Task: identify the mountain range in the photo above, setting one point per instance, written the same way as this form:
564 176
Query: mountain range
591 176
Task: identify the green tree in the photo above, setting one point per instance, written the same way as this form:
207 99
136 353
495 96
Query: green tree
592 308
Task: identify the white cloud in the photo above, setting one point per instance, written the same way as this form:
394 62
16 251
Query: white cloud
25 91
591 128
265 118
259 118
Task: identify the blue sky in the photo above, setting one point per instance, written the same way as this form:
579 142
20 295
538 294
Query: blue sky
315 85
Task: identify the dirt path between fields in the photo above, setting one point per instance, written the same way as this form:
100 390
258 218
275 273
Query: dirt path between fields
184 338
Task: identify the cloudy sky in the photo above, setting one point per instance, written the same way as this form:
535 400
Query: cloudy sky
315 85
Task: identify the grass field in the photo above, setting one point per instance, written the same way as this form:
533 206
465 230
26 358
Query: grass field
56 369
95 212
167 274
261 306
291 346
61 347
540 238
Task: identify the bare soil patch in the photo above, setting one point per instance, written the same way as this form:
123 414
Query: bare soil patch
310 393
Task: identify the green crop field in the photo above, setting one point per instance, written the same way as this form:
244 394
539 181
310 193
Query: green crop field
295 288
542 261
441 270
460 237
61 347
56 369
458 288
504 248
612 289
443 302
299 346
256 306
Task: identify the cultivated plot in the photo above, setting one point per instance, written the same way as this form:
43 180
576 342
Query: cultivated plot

__Task instructions__
Return the material in full, restating each entry word for word.

__Output__
Task: identify the mountain range in the photo above, setting one point per instance, written the same way as this form:
564 176
Query: mountain range
591 176
Task: identify the green tree in the photo above, setting one point per instance, written the same way as this form:
207 99
136 353
495 96
Query: green tree
592 308
Task: identify the white cloud in the photo above, setting one point per instance, written the same way as this form:
394 62
16 251
Query: white cloud
25 91
591 128
265 118
259 118
Task: identify the blue sky in the photo above, setting one point per instance, written the same way as this form:
579 142
20 295
538 294
Query: blue sky
315 85
Task: identify the dirt path between fields in the photo above, setting one point per instance, written the same way as this form:
100 390
258 218
275 273
Query: dirt path between fields
184 338
Task: identify the cloudy sky in the photo above, setting one point per instance, written the same way as this form:
535 400
Query: cloudy sky
315 85
Task: identify the grass field in the photo above, setting one point per instance, written the same way as this form:
533 206
465 230
26 358
Query: grass field
56 369
95 212
167 274
261 306
291 346
61 347
540 238
Task: identify the bare soil patch in the photo above, setting one point per instance, written the same way as this form:
123 414
Query: bare soil patch
310 393
Task: identify the green crop field in the photo above, setting one point per instance, written the same way as this form:
244 394
539 181
310 193
Query: green crop field
295 288
542 261
441 270
460 237
61 347
56 369
458 288
504 248
612 289
443 302
299 346
256 306
Task: identify the cultivated plot in the photo above, setting one point per instance, written the same way as this form:
43 180
576 342
Query: cultivated plot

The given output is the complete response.